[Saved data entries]
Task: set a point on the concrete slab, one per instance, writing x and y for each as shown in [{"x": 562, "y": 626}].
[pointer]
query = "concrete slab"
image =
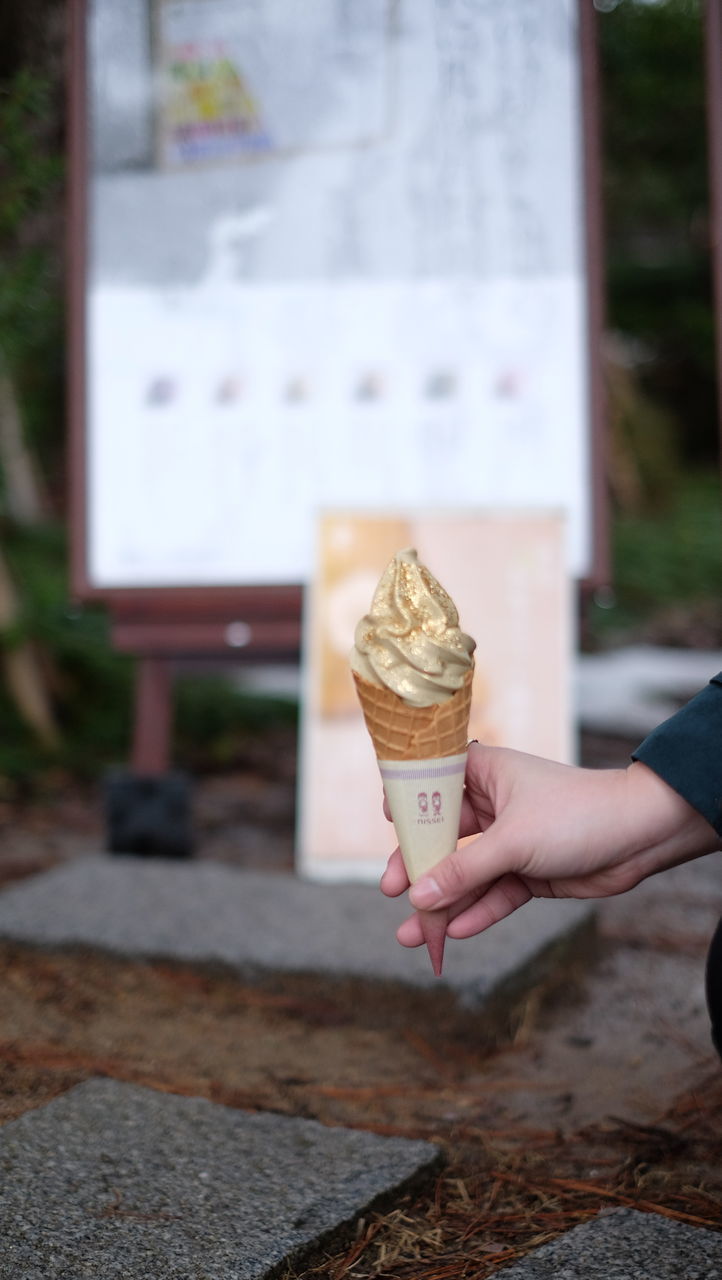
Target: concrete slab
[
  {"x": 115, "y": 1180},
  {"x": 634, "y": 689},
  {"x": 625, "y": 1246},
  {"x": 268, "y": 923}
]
...
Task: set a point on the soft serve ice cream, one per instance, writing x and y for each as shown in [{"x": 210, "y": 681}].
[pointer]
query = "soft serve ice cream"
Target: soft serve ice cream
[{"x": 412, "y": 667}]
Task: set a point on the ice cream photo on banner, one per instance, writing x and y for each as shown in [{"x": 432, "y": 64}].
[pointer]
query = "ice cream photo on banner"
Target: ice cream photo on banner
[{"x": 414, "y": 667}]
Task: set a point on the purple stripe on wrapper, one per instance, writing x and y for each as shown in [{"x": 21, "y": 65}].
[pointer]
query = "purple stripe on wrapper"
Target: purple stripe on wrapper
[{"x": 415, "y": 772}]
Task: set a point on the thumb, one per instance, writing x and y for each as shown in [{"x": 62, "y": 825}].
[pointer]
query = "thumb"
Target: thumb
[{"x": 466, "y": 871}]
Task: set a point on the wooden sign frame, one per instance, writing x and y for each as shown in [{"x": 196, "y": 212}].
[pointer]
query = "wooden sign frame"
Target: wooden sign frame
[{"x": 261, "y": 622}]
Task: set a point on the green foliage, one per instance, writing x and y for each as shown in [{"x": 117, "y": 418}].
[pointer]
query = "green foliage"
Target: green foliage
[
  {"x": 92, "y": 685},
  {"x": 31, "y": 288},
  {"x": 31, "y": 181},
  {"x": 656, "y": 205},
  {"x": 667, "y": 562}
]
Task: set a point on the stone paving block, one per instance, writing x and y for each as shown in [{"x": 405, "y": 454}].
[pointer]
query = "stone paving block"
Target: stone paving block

*Given instruction*
Reproduce, word for word, the stretch of material above from the line containing "Task: set a point on the green" through the line containing "Target: stone paving block".

*Reply to the exercise*
Task: set a point on the green foliage, one per instance, writing x and y for each as shown in [{"x": 117, "y": 418}].
[pointer]
query = "green foliage"
Target: green foliage
[
  {"x": 92, "y": 685},
  {"x": 31, "y": 288},
  {"x": 31, "y": 181},
  {"x": 656, "y": 205},
  {"x": 667, "y": 562}
]
Task: set a point on the stone paving block, one per instance, writing x and y for each as shown in [{"x": 405, "y": 454}].
[pointer]
query = "stone paving block"
Target: stone paving block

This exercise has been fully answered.